Segmentation dataset excerpts

※

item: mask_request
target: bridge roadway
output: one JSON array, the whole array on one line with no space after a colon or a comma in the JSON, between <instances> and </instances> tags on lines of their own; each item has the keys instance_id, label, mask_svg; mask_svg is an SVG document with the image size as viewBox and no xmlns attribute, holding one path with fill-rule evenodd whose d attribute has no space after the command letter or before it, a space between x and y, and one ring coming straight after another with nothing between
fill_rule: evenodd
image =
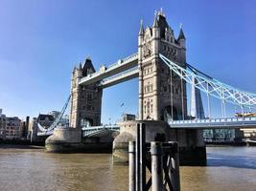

※

**What you should do**
Could you turn every line of the records above into a Markdown table with the columns Row and Record line, numbering the rows and skipping blank lines? Keep the pictures out of your answer.

**Answer to the task**
| Row | Record line |
|---|---|
| 1 | item: mask_request |
| 2 | target: bridge roadway |
| 3 | output: one JSON array, the whole array on one line with no space after a colon or a comma in the JSON, between <instances> and </instances> tags on lines of their own; each item has the keys instance_id, label, mask_svg; mask_svg is an SVG document with the image size as viewBox and no xmlns attribute, holding one path with fill-rule evenodd whose d attribute has no space after the command letter or before it, a space between x and y, and one ring coming straight after another with nothing between |
| 4 | fill_rule: evenodd |
| 5 | image = |